**Your goal:** Rewrite the entries between the line containing "Where in this photo is the amphitheater" and the line containing "[197,524,309,545]", inclusive, swapping "stone" for "brick" and leaving everything else as it is. Omit the pictures from your answer.

**Working data:**
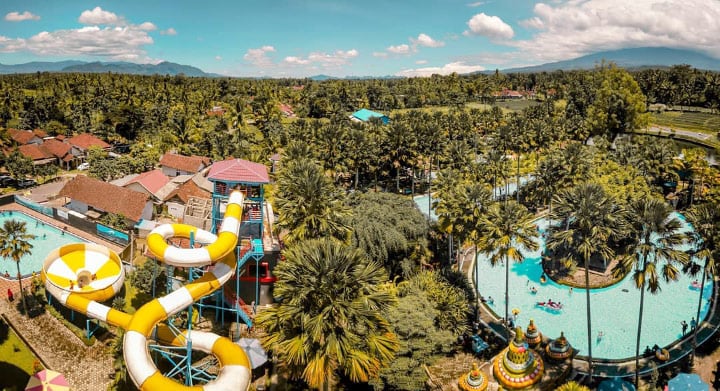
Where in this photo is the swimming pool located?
[0,211,87,278]
[478,215,713,359]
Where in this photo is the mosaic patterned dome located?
[493,327,545,389]
[525,319,542,348]
[545,331,572,361]
[458,363,488,391]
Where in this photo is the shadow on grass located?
[0,361,30,390]
[0,318,10,344]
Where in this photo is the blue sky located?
[0,0,720,77]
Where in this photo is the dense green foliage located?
[347,192,429,278]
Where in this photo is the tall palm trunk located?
[473,250,482,322]
[635,272,645,388]
[515,152,520,202]
[691,257,710,363]
[15,262,28,316]
[505,255,510,341]
[585,257,593,380]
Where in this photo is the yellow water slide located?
[42,192,251,391]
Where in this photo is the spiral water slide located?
[41,192,251,391]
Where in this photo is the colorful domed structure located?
[525,319,542,348]
[458,363,488,391]
[545,331,572,361]
[493,327,545,389]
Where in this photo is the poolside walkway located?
[0,204,122,391]
[0,298,114,391]
[460,245,720,389]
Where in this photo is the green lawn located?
[0,320,40,390]
[650,111,720,134]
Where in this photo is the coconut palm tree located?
[686,204,720,364]
[0,219,35,315]
[255,239,399,388]
[555,381,590,391]
[275,158,350,244]
[477,201,539,340]
[546,183,623,377]
[615,197,689,387]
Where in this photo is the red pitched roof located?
[18,144,54,160]
[33,129,47,138]
[40,138,72,159]
[58,175,149,221]
[67,133,110,150]
[160,152,210,172]
[125,169,170,194]
[8,129,37,145]
[208,159,270,183]
[165,180,212,204]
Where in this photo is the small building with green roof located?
[350,109,390,124]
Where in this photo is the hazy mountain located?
[500,47,720,73]
[0,61,85,75]
[0,61,219,77]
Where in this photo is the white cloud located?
[283,56,310,65]
[395,62,485,77]
[463,12,515,39]
[137,22,157,31]
[387,44,410,54]
[514,0,720,62]
[243,45,275,67]
[5,11,40,22]
[520,16,545,30]
[410,33,445,48]
[0,26,155,62]
[78,7,125,25]
[279,49,360,69]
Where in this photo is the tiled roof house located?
[160,152,210,177]
[65,133,112,158]
[58,175,153,224]
[8,129,42,145]
[123,169,170,202]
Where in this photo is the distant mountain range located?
[0,61,220,77]
[498,47,720,73]
[0,47,720,81]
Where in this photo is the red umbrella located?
[25,369,70,391]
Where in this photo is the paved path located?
[648,126,713,141]
[0,298,114,391]
[0,204,122,391]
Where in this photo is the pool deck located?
[0,203,123,297]
[0,204,123,391]
[461,245,720,381]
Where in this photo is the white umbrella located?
[235,338,267,369]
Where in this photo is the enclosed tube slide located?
[42,192,251,391]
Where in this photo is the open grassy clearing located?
[650,111,720,134]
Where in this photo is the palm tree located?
[275,158,350,244]
[255,239,399,388]
[686,204,720,364]
[0,219,35,315]
[546,183,623,377]
[478,201,539,340]
[615,198,688,387]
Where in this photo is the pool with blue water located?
[0,211,87,278]
[477,215,713,359]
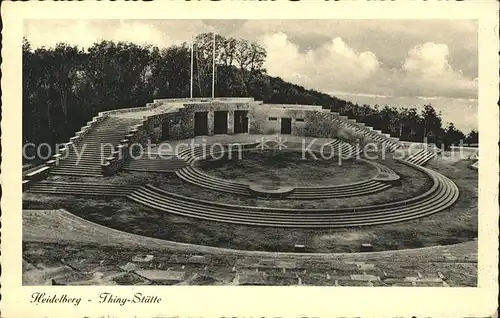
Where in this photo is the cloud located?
[259,32,477,99]
[260,32,380,88]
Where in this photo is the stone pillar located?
[207,110,215,136]
[227,110,234,135]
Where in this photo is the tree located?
[421,104,443,145]
[443,123,465,147]
[465,129,479,146]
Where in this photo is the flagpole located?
[212,31,215,98]
[189,37,194,98]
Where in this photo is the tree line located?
[23,33,478,160]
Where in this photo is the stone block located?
[360,243,373,252]
[136,269,186,281]
[132,255,154,263]
[293,244,306,253]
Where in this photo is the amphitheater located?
[22,98,477,286]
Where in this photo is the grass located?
[23,152,477,252]
[199,150,377,187]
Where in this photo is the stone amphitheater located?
[22,98,477,286]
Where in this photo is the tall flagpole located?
[212,31,215,98]
[189,37,194,98]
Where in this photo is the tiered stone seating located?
[129,161,459,228]
[323,139,363,158]
[51,116,140,176]
[26,181,138,197]
[287,159,399,200]
[406,149,436,166]
[287,180,391,200]
[176,166,250,196]
[318,112,400,151]
[124,154,186,172]
[176,144,399,200]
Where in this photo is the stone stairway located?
[406,149,436,166]
[128,161,459,228]
[317,112,400,152]
[50,116,140,176]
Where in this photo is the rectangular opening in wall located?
[214,111,228,135]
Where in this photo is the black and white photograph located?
[2,1,498,316]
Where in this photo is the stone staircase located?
[26,180,139,197]
[128,161,459,228]
[50,116,140,177]
[406,149,436,166]
[317,111,400,152]
[123,154,186,172]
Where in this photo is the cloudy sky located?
[25,20,478,129]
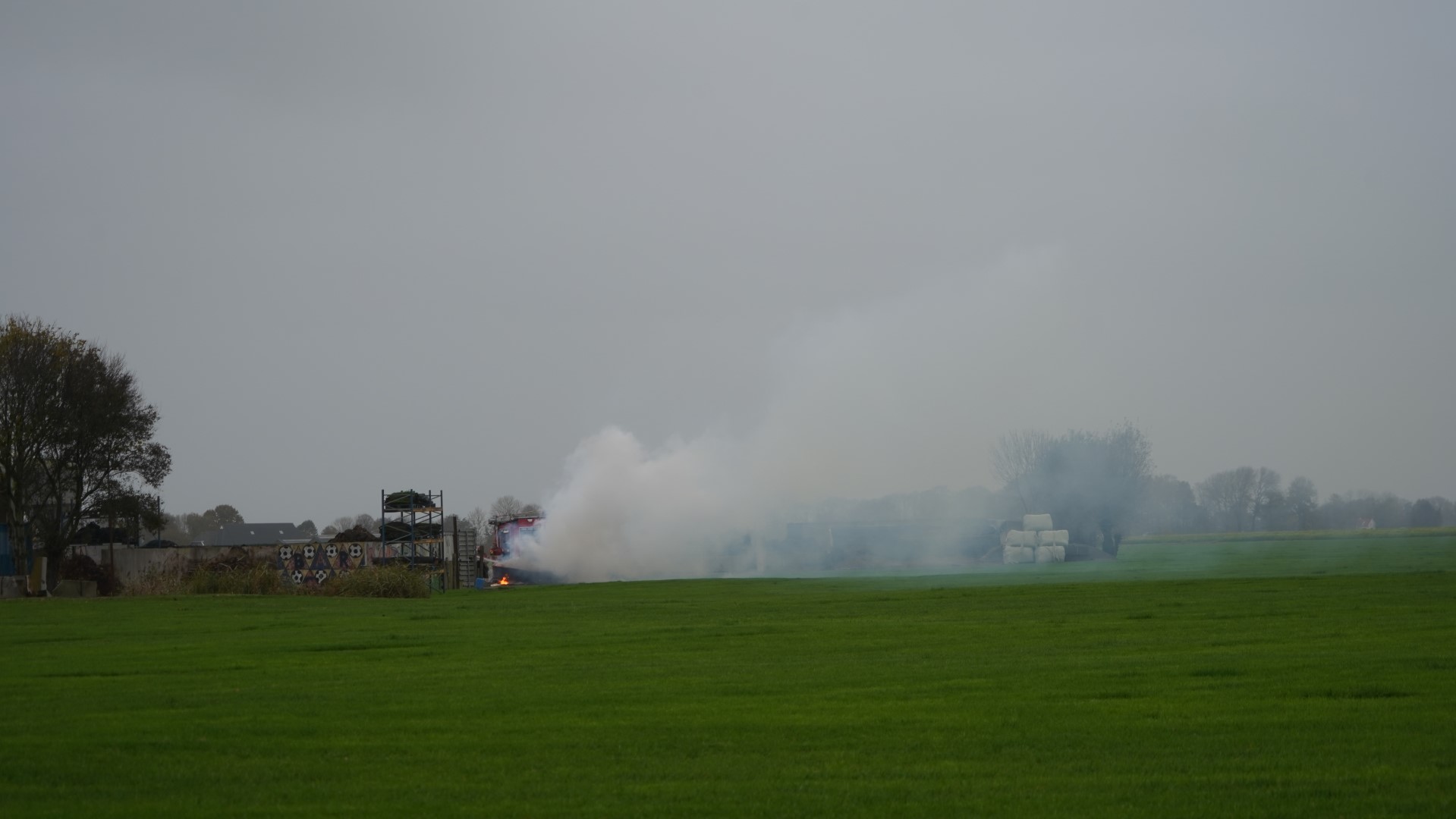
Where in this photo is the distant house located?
[192,524,313,545]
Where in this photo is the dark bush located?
[329,526,379,543]
[188,554,293,595]
[330,563,429,598]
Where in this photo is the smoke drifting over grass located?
[523,253,1077,580]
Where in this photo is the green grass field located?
[0,535,1456,816]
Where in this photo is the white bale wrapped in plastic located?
[1002,529,1036,545]
[1002,545,1036,563]
[1036,529,1071,545]
[1020,515,1052,532]
[1036,545,1068,563]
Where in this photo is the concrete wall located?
[76,543,379,585]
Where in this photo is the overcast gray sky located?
[0,0,1456,526]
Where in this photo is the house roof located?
[197,524,309,545]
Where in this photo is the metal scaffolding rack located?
[379,490,445,573]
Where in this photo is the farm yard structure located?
[379,489,445,589]
[480,513,558,588]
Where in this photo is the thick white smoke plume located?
[521,256,1079,580]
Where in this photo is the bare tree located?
[0,315,171,585]
[992,429,1052,513]
[1198,467,1258,532]
[1250,467,1285,531]
[1285,475,1319,529]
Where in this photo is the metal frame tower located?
[379,490,445,573]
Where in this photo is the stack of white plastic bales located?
[1002,515,1070,563]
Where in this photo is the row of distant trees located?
[992,423,1456,554]
[1133,467,1456,534]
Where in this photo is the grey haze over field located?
[0,0,1456,524]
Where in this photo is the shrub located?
[61,554,121,597]
[187,554,293,595]
[121,561,188,597]
[320,563,429,598]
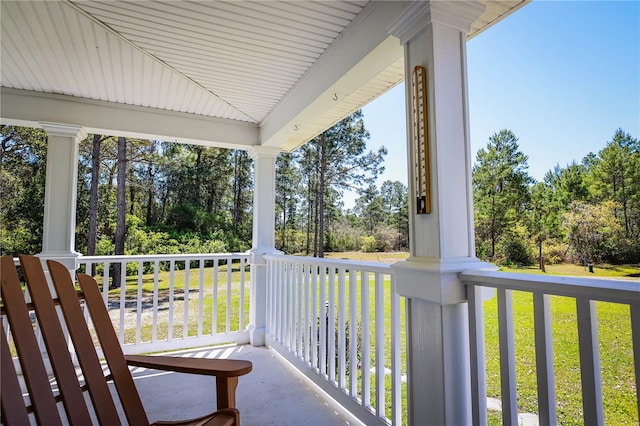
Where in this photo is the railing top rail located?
[76,253,249,263]
[264,254,391,274]
[460,271,640,304]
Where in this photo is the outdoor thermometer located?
[412,65,431,214]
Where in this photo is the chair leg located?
[216,377,238,410]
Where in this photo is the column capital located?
[40,121,87,140]
[248,146,282,161]
[388,0,485,44]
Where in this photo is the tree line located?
[473,129,640,267]
[0,111,408,260]
[0,120,640,264]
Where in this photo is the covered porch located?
[0,0,640,425]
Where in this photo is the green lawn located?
[102,253,640,425]
[484,264,640,425]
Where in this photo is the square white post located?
[389,1,493,425]
[249,147,280,346]
[39,123,87,270]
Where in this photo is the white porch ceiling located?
[0,0,523,149]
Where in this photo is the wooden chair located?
[0,256,252,426]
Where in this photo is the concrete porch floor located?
[132,345,362,426]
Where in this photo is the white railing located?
[265,255,406,425]
[76,253,250,353]
[460,272,640,425]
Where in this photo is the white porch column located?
[249,147,280,346]
[390,1,491,425]
[39,123,87,270]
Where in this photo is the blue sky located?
[358,0,640,207]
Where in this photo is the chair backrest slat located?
[47,261,120,425]
[0,326,29,426]
[20,256,91,425]
[77,274,149,425]
[0,256,62,425]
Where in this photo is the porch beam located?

**Solution to the problem:**
Where in this photo is the amphitheater located?
[22,98,477,286]
Where in this photo is the grass located?
[23,152,477,252]
[199,150,377,187]
Where in this photo is the brick amphitheater located?
[22,98,477,286]
Where in this photo is the tall flagpole located?
[212,31,215,98]
[189,37,194,98]
Where in this photo is the tiered brick seating located?
[129,161,459,228]
[323,139,363,158]
[51,116,140,176]
[26,181,138,197]
[287,159,399,200]
[406,149,436,166]
[287,180,391,200]
[176,166,250,196]
[318,112,400,151]
[124,154,186,172]
[176,144,399,200]
Where in this photo is the brick stairway located?
[406,149,436,166]
[128,161,459,228]
[317,112,400,152]
[50,116,140,176]
Where in this photo is the rectangular opening in wall located?
[214,111,228,135]
Where in this photo is the black and white photograph located?
[2,1,498,316]
Where in this photo is the brick staircase located?
[26,180,139,197]
[128,161,459,228]
[50,116,140,177]
[406,149,436,166]
[317,111,400,152]
[123,154,186,172]
Where in this photo is the cloudy sky located?
[25,20,478,129]
Where in this photo is the distant house located?
[192,524,313,545]
Where in this photo is the dark bush located?
[329,526,379,543]
[188,554,293,595]
[330,563,429,598]
Where in this photo is the smoke drifting over grass located?
[523,253,1077,580]
Where in this photo is the green grass field located?
[0,535,1456,816]
Where in this photo is the white bale wrapped in plastic located?
[1002,529,1036,545]
[1002,545,1036,563]
[1036,529,1071,545]
[1020,515,1052,532]
[1036,545,1068,563]
Where in this photo is the concrete wall located?
[76,543,379,585]
Where in this photo is the overcast gray sky located?
[0,0,1456,526]
Where in this photo is the house roof located?
[197,524,309,545]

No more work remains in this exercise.